# [PASSAGE SHOWN]

※

UPDATE: 5.5agze 20v coming Spring 2015 by gaijin_rokurunner

By diyauto
( 4 )

19 minute(s) of a 106 minute read

1-17-2013

5.5 is a completely square engine 83mm stroke and 83mm bore final displacement 1796cc


well yeah the more expensive way....best of both worlds though...more torque like the 7ag while reserving the rev-ability of the 4ag........should hit the dyno soon had an injector and O2 problem after breakin which is all sorted out now ...


1-18-2013


Acquired a piece of AE86 history today...thanks to staff at Hot Staff a piece of history will live on thru my car...a little cosmetic touch up and paint and we are in business






hey ronny you avocado hatch you parted was what inspired me to build a 20v....now after looking at what i spent your price for that engine was a steal....lol....notice your silk road headers on the engine ????

※

# [GOAL 1]
Reproduce the portion of the engine build post that runs from "well yeah the" to "the engine ????".
# [GOAL 2]
Arrange the lines of the records from the line with "A point falls on each instance of the small" through the end of the records as a JSON list of strings, one string per line and no blank lines.

※

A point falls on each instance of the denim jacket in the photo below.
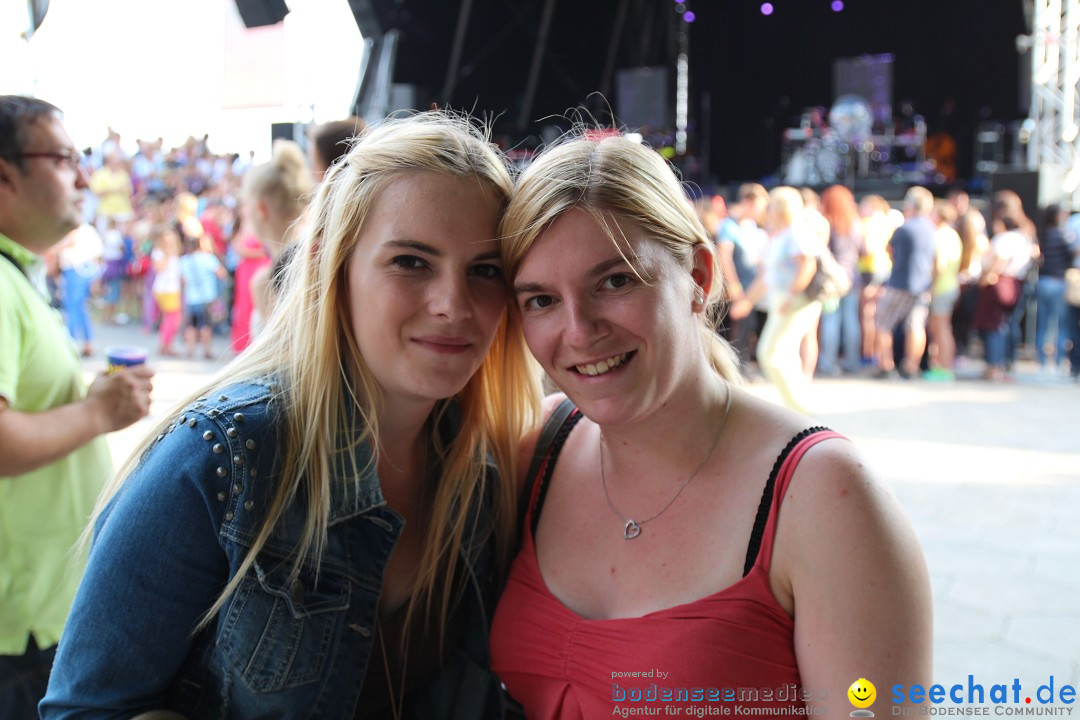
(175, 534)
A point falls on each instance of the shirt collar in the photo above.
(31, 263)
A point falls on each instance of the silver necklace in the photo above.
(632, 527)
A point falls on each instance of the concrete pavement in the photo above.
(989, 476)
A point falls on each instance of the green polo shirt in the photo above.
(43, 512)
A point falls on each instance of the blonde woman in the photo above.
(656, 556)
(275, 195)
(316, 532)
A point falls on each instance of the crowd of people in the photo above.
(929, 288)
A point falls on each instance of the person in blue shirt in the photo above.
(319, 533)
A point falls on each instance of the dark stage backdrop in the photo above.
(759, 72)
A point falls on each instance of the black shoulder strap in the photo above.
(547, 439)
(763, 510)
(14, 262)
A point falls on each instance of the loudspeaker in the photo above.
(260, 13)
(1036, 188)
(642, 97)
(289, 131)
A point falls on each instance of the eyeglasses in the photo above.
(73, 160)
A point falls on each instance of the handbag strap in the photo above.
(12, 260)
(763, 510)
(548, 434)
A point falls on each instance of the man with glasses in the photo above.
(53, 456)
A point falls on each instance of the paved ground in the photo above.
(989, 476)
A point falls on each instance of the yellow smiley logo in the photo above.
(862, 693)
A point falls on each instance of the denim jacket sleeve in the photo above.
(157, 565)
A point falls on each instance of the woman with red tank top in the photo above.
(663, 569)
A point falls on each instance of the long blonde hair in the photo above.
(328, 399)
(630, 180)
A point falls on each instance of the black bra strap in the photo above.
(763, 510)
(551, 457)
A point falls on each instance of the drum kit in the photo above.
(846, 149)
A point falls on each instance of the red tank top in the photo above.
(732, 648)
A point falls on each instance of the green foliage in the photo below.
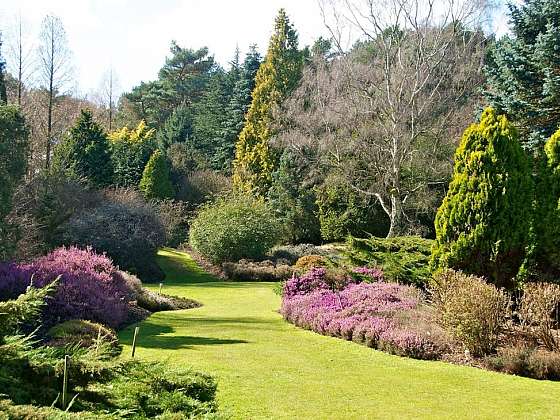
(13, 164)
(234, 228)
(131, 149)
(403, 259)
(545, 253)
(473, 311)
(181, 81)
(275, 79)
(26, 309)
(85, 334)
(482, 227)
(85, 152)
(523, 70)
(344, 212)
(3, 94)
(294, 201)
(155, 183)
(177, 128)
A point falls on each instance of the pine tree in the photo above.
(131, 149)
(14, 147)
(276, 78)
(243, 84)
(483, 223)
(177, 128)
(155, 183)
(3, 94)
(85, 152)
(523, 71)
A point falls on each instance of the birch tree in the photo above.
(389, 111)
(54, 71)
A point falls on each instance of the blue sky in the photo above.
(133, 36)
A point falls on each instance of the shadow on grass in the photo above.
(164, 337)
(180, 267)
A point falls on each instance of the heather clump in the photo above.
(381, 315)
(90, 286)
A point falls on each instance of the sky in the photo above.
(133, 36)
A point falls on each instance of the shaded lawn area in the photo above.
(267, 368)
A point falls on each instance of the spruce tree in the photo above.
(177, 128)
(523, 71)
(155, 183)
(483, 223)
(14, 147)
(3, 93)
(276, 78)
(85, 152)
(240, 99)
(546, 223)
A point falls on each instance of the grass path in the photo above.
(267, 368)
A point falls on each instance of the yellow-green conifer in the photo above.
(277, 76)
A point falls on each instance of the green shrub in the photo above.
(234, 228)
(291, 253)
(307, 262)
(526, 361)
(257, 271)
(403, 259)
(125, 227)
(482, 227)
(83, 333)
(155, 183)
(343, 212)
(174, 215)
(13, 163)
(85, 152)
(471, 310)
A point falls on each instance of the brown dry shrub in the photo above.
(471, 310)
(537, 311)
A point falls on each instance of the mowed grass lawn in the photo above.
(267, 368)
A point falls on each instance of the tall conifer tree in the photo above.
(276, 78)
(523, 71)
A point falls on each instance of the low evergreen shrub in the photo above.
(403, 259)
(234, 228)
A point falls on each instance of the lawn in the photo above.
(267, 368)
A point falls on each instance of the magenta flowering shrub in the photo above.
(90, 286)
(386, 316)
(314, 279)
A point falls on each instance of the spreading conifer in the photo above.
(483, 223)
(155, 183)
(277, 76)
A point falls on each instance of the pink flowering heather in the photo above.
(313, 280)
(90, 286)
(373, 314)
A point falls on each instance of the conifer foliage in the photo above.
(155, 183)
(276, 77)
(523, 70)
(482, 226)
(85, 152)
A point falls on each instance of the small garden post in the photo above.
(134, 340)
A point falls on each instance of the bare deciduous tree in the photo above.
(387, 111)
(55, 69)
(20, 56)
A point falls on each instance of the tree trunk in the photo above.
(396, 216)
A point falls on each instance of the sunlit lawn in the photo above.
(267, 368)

※

# [FINISHED ANSWER 1]
well yeah the more expensive way....best of both worlds though...more torque like the 7ag while reserving the rev-ability of the 4ag........should hit the dyno soon had an injector and O2 problem after breakin which is all sorted out now ...


1-18-2013


Acquired a piece of AE86 history today...thanks to staff at Hot Staff a piece of history will live on thru my car...a little cosmetic touch up and paint and we are in business






hey ronny you avocado hatch you parted was what inspired me to build a 20v....now after looking at what i spent your price for that engine was a steal....lol....notice your silk road headers on the engine ????

# [FINISHED ANSWER 2]
[
  "A point falls on each instance of the small garden post in the photo above.",
  "(134, 340)",
  "A point falls on each instance of the bare deciduous tree in the photo above.",
  "(387, 111)",
  "(55, 69)",
  "(20, 56)",
  "A point falls on each instance of the tree trunk in the photo above.",
  "(396, 216)",
  "A point falls on each instance of the sunlit lawn in the photo above.",
  "(267, 368)"
]